● GIVEN INSTRUCTION: Copy each of the rows below word for word, changing nothing.

● DATA EXCERPTS:

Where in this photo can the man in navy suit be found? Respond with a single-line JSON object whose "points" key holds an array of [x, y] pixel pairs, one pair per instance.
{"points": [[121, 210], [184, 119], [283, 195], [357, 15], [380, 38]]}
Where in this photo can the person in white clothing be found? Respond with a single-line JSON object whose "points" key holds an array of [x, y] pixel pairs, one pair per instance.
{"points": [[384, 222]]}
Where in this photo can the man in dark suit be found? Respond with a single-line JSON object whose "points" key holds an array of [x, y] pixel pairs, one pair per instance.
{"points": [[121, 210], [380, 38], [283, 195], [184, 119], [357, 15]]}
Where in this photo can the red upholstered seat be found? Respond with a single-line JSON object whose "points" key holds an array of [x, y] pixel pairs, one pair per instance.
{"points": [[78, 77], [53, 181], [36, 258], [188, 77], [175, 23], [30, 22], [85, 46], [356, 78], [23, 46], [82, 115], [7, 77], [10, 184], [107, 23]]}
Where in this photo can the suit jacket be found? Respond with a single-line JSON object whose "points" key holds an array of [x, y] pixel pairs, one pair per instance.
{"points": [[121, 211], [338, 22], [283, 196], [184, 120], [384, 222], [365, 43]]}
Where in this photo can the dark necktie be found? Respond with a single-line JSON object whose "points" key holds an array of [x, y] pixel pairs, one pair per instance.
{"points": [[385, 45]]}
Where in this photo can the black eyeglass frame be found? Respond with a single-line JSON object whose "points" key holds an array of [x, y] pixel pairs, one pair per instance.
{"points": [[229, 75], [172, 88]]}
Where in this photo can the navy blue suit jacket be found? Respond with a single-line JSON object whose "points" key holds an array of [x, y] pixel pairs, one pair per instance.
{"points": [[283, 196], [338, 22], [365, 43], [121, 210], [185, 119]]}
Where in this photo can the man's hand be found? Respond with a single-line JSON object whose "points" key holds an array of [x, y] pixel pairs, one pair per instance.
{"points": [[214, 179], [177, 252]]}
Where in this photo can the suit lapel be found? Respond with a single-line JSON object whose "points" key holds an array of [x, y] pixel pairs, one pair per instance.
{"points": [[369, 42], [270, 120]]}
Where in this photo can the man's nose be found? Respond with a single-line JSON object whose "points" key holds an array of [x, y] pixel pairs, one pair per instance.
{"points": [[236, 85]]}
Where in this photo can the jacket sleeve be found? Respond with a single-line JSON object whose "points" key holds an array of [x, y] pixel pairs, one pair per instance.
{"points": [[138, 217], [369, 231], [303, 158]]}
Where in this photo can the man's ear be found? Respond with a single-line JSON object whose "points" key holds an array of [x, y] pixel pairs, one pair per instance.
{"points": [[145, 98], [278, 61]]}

● TASK SOLUTION:
Where in this photo can the man in navy suit be found? Respond with a single-line JSON object whose "points" key holds an array of [x, y] pixel pairs, one pair per instance.
{"points": [[121, 210], [184, 119], [283, 195], [357, 15], [380, 38]]}
Where in this photo can the person in white clothing be found? Respond with a single-line JSON object whose "points" key holds an array of [x, y] pixel pairs, one pair per instance.
{"points": [[384, 222]]}
Where in this photo can the man in dark suit be found? Respond with a single-line JSON object whose "points" key holds an array of [x, y] pixel pairs, one pair per instance.
{"points": [[121, 210], [380, 38], [283, 195], [184, 119], [357, 15]]}
Where in this photo can the red upholstered seat be found? Respond with a single-line JSON object whose "points" key holds an array of [x, y] pixel pairs, one pair per instance.
{"points": [[78, 77], [53, 181], [36, 258], [188, 77], [175, 23], [30, 22], [85, 46], [356, 78], [23, 46], [82, 115], [7, 77], [10, 184], [107, 23]]}
Where in this photo can the suit jacket be found? Respond with a single-line JSON object whose "points" key holds an array of [x, y] pixel pairs, one pair per instance.
{"points": [[121, 211], [338, 22], [283, 196], [184, 120], [384, 222], [365, 43]]}
Where in this photo can the dark necktie be found? Respond with a single-line JSON object whose "points" key holds an array of [x, y] pixel pairs, one pair per instance.
{"points": [[385, 45]]}
Where in this photo can the black eyeglass frame be found? Respond with a single-line JSON object whose "points" key holds an array of [x, y] pixel pairs, one pair per instance.
{"points": [[229, 75], [172, 88]]}
Where in this photo can the navy blue suit jacket be found? Respond with a single-line JSON object whose "points" key holds an array of [x, y] pixel pairs, one pair per instance.
{"points": [[283, 196], [338, 22], [365, 43], [121, 210], [185, 119]]}
Where in this photo can the man's hand be found? Respond with a single-line JSON object whose "points" key holds an array of [x, y] pixel pairs, one pair per instance.
{"points": [[214, 179], [177, 252]]}
Where in this photo can the suit lapel be found? Respond with a single-line JSON object whose "points" key holds an array of [x, y] pixel pairs, one pair per instance.
{"points": [[369, 42], [270, 120]]}
Where in this photo can the man's nose be found? Respond with a single-line JSON object whose "points" key holds an array of [x, y] pixel pairs, one pair per instance.
{"points": [[236, 85]]}
Where in this photo can the jacket sleeve be found? Respond with a single-line JSON object whose "points" key holds an array of [x, y] pixel pairs, one pair per instance.
{"points": [[138, 217], [369, 231], [303, 158]]}
Where in this photo can the man's ear be found? Respond with a single-line JSON object whose "points" key holds an array of [x, y] pixel pairs, one pair per instance.
{"points": [[145, 98], [278, 61]]}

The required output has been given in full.